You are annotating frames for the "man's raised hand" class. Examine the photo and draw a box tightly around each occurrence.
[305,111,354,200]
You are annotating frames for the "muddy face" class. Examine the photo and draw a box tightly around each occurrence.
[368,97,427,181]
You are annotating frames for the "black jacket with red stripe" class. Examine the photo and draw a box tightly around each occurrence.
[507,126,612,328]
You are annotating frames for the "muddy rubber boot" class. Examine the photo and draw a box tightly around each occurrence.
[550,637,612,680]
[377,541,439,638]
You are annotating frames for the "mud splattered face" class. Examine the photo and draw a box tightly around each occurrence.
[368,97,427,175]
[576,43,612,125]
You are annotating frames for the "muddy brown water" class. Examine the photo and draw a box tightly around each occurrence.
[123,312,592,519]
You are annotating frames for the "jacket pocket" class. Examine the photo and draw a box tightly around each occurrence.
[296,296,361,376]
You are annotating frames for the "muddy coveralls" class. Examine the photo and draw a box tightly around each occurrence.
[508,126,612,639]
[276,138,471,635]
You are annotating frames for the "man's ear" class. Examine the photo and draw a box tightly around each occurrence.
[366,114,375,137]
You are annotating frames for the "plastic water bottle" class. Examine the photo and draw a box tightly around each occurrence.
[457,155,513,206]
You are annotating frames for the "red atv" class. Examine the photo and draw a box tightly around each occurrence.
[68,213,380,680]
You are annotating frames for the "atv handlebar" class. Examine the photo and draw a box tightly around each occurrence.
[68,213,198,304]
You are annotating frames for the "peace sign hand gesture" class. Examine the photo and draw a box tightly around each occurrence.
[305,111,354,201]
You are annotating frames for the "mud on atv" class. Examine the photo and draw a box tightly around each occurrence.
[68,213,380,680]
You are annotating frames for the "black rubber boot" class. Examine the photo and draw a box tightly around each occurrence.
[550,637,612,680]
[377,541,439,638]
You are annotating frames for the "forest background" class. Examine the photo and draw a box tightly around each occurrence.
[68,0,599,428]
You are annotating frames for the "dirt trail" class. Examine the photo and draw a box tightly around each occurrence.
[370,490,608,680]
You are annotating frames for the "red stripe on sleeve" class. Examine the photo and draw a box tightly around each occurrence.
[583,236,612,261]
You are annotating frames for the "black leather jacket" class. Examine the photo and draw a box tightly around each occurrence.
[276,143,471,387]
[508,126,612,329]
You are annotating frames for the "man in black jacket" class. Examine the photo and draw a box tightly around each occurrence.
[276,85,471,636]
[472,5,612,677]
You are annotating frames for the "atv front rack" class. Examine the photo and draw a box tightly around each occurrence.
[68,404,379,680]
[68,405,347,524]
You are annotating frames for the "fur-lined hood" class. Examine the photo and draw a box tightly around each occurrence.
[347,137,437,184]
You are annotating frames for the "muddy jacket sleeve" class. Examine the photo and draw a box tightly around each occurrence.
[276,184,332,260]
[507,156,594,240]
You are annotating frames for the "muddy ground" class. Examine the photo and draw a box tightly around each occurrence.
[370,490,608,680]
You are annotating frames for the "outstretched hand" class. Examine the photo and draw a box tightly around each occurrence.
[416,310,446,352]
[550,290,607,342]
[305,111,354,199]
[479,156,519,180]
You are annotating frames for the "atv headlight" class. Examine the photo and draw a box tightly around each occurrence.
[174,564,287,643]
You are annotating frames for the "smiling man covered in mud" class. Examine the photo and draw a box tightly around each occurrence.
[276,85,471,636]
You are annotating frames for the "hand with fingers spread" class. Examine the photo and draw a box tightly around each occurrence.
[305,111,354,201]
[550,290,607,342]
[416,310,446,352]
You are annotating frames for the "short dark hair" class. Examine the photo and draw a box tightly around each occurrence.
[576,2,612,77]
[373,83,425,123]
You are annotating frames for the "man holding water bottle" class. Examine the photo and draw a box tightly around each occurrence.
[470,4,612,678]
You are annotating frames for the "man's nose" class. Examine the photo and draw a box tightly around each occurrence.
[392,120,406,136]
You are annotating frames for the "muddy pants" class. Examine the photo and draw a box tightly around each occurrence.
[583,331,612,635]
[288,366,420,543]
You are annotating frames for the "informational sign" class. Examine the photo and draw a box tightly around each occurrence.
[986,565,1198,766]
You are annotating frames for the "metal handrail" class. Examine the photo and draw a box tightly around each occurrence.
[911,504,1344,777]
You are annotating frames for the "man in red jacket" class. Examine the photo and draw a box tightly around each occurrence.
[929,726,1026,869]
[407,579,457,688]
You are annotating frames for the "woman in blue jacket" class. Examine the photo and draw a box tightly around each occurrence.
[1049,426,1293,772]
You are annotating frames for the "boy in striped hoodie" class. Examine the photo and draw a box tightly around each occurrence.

* SHORT EXERCISE:
Rewrite every line from the beginning of the entries above up to and including the line that contains "[123,312,592,519]", requests included. Multiply each bounding-box coordinate in the answers by 1.4 and round to the nearest whole number, with halves rounded up.

* WRITTEN SOLUTION:
You are annotating frames for the "man's raised hand" class. Examine the photo and draw a box tightly around each occurrence.
[427,155,496,280]
You are annotating frames for the "muddy face" class. Examine the photo and draw a box tightly around each occurrence.
[515,136,598,253]
You are annotating frames for the "black jacket with red stripe" class. Examine the photo and draw a box tightly around each occurrence.
[710,176,857,459]
You are annotating frames for the "muddy rubber boot" class. Examine the photo and draw a box tightly around each occurrence.
[770,892,857,952]
[528,757,615,893]
You are annotating frames for the "mud splattered face" class. Examine the photo and draw a box tightly around each occurrence.
[515,136,598,245]
[806,60,857,175]
You are annotating frames for the "muddy brown water" class. Examine the photo and draw a box tightly around each occurrence.
[172,437,829,727]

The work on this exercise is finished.